EXERCISE => In the records below, tally each line that contains the word "green" and give the total only.

[Images for object localization]

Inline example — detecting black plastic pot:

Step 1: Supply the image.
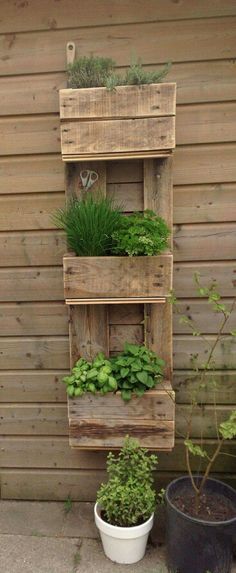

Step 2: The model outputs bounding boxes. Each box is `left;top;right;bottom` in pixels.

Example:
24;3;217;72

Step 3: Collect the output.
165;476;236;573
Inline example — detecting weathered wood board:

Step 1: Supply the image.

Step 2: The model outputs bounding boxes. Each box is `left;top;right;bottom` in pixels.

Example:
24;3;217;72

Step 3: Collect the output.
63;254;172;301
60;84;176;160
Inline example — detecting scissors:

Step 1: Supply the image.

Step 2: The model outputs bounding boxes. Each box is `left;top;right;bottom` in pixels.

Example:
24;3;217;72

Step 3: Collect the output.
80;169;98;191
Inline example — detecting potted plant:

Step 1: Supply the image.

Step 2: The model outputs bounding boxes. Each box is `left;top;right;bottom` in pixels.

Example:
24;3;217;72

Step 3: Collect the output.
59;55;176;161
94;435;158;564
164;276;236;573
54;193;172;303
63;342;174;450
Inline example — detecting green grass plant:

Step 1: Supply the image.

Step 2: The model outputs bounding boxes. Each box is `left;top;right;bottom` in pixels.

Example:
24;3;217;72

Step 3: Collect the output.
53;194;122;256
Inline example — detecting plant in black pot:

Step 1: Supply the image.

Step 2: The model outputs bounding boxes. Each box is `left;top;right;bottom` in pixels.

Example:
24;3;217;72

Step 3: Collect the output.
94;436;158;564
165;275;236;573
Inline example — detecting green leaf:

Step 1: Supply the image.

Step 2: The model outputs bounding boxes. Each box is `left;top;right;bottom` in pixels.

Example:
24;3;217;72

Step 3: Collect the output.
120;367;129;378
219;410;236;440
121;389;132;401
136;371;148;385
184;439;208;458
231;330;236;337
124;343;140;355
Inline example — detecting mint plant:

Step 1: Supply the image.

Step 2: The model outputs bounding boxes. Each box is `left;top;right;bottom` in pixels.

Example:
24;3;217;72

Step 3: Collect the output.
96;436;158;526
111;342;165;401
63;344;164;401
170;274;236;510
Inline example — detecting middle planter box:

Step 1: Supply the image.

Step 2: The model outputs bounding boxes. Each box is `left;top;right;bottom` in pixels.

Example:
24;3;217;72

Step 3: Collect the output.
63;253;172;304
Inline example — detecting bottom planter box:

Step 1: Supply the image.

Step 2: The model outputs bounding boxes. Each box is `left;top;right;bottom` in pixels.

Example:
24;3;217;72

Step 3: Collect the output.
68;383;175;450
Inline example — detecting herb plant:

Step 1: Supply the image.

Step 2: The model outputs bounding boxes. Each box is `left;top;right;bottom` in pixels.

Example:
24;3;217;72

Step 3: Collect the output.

ANSWER SECTION => 2